§ Task to complete
Write out each line of the entries exactly, starting at the first and finishing with the line that contains "fence using the picture above.".

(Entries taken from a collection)
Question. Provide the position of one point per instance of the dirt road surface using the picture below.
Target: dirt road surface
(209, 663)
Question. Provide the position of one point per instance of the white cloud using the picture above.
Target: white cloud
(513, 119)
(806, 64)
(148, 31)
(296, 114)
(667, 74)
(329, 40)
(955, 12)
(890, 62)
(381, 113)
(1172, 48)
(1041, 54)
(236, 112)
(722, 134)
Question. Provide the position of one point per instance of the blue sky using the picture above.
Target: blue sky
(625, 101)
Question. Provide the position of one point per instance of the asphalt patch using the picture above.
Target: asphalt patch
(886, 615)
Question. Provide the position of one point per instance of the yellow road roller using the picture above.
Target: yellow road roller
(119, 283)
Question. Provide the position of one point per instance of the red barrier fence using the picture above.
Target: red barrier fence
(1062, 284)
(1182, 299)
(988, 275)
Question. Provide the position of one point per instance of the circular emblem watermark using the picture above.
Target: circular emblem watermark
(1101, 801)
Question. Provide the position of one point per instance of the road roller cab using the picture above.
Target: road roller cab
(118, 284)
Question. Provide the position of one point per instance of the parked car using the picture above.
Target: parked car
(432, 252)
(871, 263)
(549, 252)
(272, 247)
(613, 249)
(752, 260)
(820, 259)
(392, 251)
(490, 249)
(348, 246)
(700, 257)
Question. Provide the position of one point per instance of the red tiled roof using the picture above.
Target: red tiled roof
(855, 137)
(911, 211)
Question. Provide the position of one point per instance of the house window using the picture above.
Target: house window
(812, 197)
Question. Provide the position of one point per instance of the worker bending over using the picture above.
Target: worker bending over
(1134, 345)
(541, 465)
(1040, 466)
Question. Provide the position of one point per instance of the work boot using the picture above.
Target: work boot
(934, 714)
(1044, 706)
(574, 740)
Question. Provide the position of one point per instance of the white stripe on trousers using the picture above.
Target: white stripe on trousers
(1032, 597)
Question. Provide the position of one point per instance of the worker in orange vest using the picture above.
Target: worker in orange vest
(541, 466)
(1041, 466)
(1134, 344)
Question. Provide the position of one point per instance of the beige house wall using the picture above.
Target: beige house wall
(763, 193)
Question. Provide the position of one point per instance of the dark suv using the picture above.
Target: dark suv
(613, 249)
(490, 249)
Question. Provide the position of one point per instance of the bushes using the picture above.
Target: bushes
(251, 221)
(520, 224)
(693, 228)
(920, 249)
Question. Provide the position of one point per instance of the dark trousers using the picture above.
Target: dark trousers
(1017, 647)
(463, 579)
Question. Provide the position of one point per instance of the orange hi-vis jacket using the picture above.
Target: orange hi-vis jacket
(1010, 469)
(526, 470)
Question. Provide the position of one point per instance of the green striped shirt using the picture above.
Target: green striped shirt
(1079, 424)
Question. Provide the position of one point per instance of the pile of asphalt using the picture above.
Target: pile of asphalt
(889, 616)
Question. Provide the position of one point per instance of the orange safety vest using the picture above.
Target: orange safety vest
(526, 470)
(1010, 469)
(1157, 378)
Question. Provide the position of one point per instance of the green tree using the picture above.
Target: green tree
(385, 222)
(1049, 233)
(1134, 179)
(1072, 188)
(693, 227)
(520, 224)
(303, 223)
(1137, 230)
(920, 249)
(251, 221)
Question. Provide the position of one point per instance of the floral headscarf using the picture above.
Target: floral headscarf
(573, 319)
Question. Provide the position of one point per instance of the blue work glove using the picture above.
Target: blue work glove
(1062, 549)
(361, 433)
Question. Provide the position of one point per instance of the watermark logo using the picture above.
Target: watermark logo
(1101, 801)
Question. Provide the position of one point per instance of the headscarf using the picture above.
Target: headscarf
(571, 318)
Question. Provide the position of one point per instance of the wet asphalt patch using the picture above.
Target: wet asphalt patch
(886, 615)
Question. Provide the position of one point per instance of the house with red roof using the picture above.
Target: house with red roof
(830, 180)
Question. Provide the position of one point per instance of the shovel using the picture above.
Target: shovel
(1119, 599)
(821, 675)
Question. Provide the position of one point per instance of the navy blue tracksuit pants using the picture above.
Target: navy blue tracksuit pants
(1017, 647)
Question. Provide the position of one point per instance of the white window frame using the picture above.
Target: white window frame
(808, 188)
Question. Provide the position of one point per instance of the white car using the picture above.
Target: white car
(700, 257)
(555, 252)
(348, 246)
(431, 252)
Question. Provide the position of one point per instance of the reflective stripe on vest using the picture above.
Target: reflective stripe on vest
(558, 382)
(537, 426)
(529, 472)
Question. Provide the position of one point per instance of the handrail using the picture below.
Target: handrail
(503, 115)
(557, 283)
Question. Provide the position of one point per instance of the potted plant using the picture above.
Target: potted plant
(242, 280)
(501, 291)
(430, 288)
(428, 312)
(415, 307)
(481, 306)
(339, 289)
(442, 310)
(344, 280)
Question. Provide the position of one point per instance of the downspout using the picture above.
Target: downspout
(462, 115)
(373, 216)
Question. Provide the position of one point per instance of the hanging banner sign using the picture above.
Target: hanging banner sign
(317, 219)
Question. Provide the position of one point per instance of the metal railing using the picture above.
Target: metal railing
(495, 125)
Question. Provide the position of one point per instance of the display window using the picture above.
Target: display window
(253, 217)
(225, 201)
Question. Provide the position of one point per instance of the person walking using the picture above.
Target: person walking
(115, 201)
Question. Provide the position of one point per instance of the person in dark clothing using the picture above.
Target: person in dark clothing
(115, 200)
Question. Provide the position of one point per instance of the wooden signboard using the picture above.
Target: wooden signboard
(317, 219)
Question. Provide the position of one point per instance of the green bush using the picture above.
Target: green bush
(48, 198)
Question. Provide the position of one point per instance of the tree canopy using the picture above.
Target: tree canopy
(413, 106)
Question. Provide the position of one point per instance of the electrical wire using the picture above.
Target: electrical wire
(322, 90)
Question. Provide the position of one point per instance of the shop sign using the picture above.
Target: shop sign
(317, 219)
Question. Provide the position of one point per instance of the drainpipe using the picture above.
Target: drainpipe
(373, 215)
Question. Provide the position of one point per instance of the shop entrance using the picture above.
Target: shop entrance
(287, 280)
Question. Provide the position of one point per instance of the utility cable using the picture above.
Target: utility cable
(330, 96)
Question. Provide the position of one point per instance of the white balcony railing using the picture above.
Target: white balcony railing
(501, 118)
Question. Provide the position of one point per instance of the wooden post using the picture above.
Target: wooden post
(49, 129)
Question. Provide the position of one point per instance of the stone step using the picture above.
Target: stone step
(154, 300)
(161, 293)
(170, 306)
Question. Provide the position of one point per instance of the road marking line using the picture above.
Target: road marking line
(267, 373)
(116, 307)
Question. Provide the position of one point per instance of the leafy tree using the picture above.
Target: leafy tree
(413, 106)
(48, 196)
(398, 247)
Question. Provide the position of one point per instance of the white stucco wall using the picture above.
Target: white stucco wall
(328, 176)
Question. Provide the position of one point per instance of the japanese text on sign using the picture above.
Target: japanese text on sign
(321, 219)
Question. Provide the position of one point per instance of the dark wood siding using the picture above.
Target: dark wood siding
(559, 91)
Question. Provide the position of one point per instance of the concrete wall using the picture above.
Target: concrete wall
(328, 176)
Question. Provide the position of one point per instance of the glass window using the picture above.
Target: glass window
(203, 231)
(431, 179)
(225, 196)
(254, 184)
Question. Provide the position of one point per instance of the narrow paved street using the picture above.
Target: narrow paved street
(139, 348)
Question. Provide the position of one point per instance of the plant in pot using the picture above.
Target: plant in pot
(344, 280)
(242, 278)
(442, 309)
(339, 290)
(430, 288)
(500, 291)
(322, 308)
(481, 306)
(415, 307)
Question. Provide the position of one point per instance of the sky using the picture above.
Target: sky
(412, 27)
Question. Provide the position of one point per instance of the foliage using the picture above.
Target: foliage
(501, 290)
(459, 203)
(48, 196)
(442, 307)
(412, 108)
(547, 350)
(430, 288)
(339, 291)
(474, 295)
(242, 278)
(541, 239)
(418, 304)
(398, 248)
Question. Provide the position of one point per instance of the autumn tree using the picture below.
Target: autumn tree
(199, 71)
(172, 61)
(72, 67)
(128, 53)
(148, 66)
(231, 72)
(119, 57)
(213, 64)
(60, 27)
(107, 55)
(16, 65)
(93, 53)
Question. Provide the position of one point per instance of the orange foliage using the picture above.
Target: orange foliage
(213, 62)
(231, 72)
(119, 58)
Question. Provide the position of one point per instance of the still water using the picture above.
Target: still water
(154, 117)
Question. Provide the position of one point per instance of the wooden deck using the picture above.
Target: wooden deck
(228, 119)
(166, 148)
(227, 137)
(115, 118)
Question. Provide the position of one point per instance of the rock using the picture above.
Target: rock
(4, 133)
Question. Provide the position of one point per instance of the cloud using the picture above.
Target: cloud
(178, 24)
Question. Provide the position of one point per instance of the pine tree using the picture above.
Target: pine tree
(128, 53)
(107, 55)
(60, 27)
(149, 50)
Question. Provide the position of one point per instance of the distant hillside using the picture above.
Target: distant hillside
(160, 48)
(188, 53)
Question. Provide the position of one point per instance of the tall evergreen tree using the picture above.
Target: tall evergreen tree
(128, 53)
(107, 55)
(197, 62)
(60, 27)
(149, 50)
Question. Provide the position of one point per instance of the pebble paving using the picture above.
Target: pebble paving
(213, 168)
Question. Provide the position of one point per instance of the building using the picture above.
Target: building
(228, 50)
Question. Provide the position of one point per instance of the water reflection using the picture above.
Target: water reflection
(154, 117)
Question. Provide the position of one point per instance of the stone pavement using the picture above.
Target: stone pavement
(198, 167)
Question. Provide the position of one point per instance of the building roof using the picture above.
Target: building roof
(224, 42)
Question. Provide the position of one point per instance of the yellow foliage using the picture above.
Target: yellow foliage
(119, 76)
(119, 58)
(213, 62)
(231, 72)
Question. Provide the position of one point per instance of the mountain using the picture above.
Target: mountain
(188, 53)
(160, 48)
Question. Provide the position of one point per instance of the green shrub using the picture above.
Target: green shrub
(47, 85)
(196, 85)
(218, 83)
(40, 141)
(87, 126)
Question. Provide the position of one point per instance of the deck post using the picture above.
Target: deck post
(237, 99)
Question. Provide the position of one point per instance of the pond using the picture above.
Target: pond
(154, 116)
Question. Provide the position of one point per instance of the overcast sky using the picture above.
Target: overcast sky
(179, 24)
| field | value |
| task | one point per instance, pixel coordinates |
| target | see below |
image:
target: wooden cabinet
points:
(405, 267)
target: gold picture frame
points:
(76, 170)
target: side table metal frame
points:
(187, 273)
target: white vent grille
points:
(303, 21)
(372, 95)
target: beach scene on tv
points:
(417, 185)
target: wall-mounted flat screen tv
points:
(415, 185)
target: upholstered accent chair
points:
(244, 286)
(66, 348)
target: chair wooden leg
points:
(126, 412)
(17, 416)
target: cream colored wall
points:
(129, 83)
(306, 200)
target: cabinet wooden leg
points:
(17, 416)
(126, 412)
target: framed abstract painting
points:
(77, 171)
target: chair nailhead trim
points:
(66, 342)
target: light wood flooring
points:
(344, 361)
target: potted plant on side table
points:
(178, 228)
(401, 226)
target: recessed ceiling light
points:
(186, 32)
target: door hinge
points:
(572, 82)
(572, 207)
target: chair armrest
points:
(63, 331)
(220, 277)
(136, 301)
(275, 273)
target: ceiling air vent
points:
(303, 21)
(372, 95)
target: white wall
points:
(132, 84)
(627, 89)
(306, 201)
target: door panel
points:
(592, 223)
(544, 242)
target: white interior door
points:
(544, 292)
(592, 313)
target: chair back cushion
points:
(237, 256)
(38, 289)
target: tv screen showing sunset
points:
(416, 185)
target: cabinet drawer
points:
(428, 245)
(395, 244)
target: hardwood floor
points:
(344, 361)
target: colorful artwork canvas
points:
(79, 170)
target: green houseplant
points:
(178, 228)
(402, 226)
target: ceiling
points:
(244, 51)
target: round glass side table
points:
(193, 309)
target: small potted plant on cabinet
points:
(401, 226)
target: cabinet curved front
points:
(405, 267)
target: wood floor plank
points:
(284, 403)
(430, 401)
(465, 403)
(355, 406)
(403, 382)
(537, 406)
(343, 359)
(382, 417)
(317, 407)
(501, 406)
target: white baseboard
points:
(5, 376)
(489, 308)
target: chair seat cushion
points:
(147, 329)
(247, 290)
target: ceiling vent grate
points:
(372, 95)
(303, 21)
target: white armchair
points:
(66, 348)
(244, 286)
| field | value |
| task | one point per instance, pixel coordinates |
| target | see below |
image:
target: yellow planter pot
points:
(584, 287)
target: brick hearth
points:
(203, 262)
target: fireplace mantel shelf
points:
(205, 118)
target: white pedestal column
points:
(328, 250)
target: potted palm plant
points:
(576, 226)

§ Result of the exercise
Question. Provide the position of one point per instance of the dirt road surface using the picture below.
Target: dirt road surface
(209, 663)
Question. Provide the position of one point per instance of the white cloud using the picture above.
Target: white cloud
(513, 119)
(806, 64)
(148, 31)
(296, 114)
(667, 74)
(329, 40)
(955, 12)
(890, 62)
(381, 113)
(1172, 48)
(1041, 54)
(236, 112)
(722, 134)
Question. Provide the position of one point per instance of the blue sky using the picture above.
Target: blue sky
(625, 101)
Question. Provide the position of one point per instance of the asphalt patch using the picture above.
Target: asphalt patch
(886, 615)
Question. Provide the position of one point per instance of the yellow road roller using the picture above.
Target: yellow road roller
(119, 283)
Question. Provide the position of one point per instance of the red barrier fence using the picture above.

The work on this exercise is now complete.